Reproduce the whole listing, character for character.

———

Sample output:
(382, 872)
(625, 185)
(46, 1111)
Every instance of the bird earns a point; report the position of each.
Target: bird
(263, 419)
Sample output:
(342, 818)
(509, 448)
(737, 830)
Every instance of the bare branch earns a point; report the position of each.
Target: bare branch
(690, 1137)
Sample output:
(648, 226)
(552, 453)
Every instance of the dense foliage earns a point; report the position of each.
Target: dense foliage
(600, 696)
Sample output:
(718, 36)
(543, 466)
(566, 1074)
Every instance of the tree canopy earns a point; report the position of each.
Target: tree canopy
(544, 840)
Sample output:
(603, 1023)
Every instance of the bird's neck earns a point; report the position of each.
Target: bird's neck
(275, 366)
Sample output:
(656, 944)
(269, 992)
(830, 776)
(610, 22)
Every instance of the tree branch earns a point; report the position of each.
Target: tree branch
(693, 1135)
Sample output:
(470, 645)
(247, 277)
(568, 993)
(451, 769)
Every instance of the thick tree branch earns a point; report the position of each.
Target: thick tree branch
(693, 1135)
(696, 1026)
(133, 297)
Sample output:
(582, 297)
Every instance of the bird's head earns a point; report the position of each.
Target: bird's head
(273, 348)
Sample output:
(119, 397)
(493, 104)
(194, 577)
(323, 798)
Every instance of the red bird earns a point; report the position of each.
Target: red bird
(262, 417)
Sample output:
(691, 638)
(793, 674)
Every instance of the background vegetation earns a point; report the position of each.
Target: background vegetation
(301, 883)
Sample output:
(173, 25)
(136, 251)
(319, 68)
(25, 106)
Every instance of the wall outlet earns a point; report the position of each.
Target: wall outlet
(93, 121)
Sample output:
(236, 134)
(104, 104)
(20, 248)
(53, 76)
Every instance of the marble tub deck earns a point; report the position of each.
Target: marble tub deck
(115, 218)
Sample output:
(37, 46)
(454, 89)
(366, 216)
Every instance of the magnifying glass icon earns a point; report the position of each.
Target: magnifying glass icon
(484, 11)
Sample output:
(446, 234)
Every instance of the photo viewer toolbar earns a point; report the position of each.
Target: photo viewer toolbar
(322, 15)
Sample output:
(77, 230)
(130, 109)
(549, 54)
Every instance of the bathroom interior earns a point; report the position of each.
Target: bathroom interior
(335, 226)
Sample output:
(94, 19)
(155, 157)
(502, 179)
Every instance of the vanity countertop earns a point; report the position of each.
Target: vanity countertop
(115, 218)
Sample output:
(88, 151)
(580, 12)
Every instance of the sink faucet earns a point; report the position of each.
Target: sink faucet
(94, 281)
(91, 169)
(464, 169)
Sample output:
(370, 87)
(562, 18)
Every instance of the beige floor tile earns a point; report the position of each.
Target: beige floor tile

———

> [Task solution]:
Sample output:
(382, 872)
(625, 185)
(46, 1111)
Every instance of the bird earns a point; report the position of each.
Target: bird
(263, 419)
Sample output:
(342, 818)
(509, 448)
(737, 830)
Every instance of the bare branch earns a point; report the position of each.
Target: bare branch
(690, 1137)
Sample output:
(648, 226)
(552, 453)
Every instance of the dense foliage earns a point; report the position of each.
Target: dense foliage
(600, 696)
Sample output:
(718, 36)
(543, 466)
(566, 1074)
Every instance of the tree canopy earns a point; report the position of each.
Target: tree canopy
(544, 840)
Sample output:
(603, 1023)
Every instance of the bird's neck earns a point; report the position of each.
Target: bird's neck
(275, 366)
Sample output:
(656, 944)
(269, 992)
(830, 776)
(610, 22)
Every instance of the tree branch earns a point; report the position of each.
Target: tree branch
(693, 1135)
Sample output:
(470, 645)
(247, 277)
(568, 993)
(451, 769)
Every instance of the thick tree branch earns a point; report the position of each.
Target: thick tree branch
(693, 1135)
(696, 1026)
(133, 297)
Sample output:
(582, 297)
Every instance of the bird's head earns a point; report the position of each.
Target: bird's head
(273, 348)
Sample output:
(119, 397)
(493, 104)
(194, 577)
(323, 798)
Every instance of the red bird earns a point; report the position of each.
Target: red bird
(262, 417)
Sample output:
(691, 638)
(793, 674)
Every instance of the background vegetation earns a point; report the position of each.
Target: background vegetation
(301, 883)
Sample output:
(173, 25)
(136, 251)
(319, 68)
(25, 106)
Every instance of the wall outlet earns a point; report the position of each.
Target: wall outlet
(93, 121)
Sample output:
(236, 134)
(104, 104)
(20, 248)
(53, 76)
Every instance of the marble tub deck earns a point; report the position of each.
Target: marble tub deck
(115, 218)
Sample output:
(37, 46)
(454, 89)
(366, 216)
Every instance of the magnifying glass icon earns a point; report the position of each.
Target: magnifying glass icon
(484, 11)
Sample output:
(446, 234)
Every instance of the photo viewer toolbar earns a point; report the position of each.
Target: photo viewer toolbar
(322, 15)
Sample output:
(77, 230)
(130, 109)
(549, 54)
Every instance of the bathroom interior earns a point; report the position of each.
Target: bathroom interior
(335, 226)
Sample output:
(94, 19)
(155, 157)
(502, 179)
Every instance of the vanity countertop earns a point; report the position of each.
Target: vanity countertop
(115, 218)
Sample output:
(88, 151)
(580, 12)
Every instance of the sink faucet earns a point; report the position of each.
Target: sink faucet
(94, 281)
(91, 169)
(464, 169)
Sample output:
(370, 87)
(562, 18)
Every instance of the beige floor tile earns a point; report the position of each.
Target: beige floor tile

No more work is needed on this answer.